-------- Reading passage
Cr!ptAES is a file-based encryption program. It encrypts files as streams in CBC mode. Cr!ptAES does NOT use any of .NET, or CryptoAPI algorithms implementations, or interfaces. Cr!ptAES is, however, fully standards compliant, and its AES implementation is fully compatible with .NET Rijndael SymmetricAlgorithm implementation in CBC mode. The complete C# source code of all deployed algorithms is provided.

• Cr!ptAES uses a fast open source C# AES (Rijndael) FIPS-197 implementation from BouncyCastle.org. This C# implementation is based on the open source Java implementation with the optimizations of Brian Gladman. All the AES keys lengths of 128 bit, 192 bit, and 256 bit are supported. Blowfish and Serpent implementations come also from BouncyCastle.org.
• Cr!ptAES uses a custom lightweight CBC stream cipher, and combines it with AESFastEngine, BlowfishEngine and SerpentEngine from BouncyCastle.org, by removing the BouncyCastle.org infrastructure code from the raw encryption algorithms. The CBC stream cipher has padding compatible with PKCS #5, section 6.2, and when combined with AES, it is the same as .NET Rijndael implementations in CBC mode.
• The password generation is based on RFC 2898 - PKCS #5. Cr!ptAES uses a free implementation of SHA256 and the generation method is binary compatible with .NET PasswordDeriveBytes.GetBytes method. The default iteration count is 1024 and it is configurable by the user. For Blowfish, the weak keys are checked and avoided (using new random salt) automatically during encryption. For Blowfish 448, PKCS #5 and the SHA512 from the same source as SHA256 are used.
----------------
| Complete the following |
1: In the Cr!ptAES description, rewrite the part that opens with the words containing "Cr!ptAES is a" and closes with "also from BouncyCastle.org.", substituting "AES-Rijndael" for "Rijndael".
2: According to the Cr!ptAES description, what is the default iteration count for password generation?
-------- Information shown
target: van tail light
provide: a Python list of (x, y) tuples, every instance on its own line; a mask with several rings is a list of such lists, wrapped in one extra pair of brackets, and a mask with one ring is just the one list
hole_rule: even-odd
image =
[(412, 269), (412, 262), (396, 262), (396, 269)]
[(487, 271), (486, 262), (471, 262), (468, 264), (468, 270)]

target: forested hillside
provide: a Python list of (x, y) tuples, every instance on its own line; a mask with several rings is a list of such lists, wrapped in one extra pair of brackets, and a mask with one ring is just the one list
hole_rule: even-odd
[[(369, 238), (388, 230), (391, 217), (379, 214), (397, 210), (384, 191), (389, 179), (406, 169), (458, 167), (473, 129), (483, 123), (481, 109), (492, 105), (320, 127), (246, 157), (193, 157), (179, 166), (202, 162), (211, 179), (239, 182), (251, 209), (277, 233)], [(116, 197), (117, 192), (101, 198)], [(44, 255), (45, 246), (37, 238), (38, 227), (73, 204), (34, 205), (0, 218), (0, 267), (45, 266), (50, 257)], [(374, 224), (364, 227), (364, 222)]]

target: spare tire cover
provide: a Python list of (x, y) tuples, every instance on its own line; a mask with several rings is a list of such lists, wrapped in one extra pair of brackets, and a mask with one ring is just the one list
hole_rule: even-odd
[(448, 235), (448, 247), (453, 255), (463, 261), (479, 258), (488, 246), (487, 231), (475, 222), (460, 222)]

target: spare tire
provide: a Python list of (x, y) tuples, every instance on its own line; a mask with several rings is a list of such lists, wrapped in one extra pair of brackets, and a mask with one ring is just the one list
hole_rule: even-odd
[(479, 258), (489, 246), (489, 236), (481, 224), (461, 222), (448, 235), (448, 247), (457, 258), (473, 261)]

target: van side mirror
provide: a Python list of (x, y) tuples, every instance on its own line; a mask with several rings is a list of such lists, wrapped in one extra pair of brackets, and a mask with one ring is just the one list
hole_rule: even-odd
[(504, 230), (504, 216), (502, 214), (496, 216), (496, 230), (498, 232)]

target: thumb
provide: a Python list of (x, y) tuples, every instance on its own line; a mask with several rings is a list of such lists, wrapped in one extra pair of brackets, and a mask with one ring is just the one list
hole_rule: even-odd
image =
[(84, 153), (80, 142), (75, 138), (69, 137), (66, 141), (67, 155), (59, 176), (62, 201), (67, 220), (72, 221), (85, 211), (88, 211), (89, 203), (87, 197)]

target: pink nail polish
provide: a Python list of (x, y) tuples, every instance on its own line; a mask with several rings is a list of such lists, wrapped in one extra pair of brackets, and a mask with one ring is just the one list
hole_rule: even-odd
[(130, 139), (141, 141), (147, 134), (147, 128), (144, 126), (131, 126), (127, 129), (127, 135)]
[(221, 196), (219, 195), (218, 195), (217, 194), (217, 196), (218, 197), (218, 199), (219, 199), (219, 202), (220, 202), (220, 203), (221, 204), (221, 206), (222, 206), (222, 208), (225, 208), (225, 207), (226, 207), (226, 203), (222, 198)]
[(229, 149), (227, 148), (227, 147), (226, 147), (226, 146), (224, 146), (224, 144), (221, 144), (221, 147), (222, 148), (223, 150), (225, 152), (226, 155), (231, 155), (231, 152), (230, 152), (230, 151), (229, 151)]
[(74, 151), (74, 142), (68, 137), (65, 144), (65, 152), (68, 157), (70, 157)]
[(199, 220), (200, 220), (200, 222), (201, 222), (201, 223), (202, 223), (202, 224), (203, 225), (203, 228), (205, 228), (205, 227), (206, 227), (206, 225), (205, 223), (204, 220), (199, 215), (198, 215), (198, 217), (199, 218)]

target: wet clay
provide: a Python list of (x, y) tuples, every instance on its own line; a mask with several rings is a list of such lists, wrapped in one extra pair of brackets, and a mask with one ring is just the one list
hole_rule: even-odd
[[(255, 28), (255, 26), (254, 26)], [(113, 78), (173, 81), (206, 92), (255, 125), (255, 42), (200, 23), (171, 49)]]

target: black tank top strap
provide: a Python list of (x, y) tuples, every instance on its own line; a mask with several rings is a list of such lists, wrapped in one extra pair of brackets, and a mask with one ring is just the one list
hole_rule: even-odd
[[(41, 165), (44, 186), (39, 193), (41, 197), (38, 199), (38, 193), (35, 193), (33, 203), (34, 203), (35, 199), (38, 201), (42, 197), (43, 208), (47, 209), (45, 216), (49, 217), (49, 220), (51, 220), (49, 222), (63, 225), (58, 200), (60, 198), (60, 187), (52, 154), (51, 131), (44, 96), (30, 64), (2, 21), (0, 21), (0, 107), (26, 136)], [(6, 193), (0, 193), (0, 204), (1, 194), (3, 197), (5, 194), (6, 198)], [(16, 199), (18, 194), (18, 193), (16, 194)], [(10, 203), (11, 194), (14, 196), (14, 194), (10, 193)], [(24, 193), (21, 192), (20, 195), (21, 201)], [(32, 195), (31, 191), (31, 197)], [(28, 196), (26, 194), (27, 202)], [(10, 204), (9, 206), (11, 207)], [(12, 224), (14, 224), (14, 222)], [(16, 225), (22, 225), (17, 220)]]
----------------
| Replies |
1:
Cr!ptAES is a file-based encryption program. It encrypts files as streams in CBC mode. Cr!ptAES does NOT use any of .NET, or CryptoAPI algorithms implementations, or interfaces. Cr!ptAES is, however, fully standards compliant, and its AES implementation is fully compatible with .NET AES-Rijndael SymmetricAlgorithm implementation in CBC mode. The complete C# source code of all deployed algorithms is provided.

• Cr!ptAES uses a fast open source C# AES (AES-Rijndael) FIPS-197 implementation from BouncyCastle.org. This C# implementation is based on the open source Java implementation with the optimizations of Brian Gladman. All the AES keys lengths of 128 bit, 192 bit, and 256 bit are supported. Blowfish and Serpent implementations come also from BouncyCastle.org.

2: 1024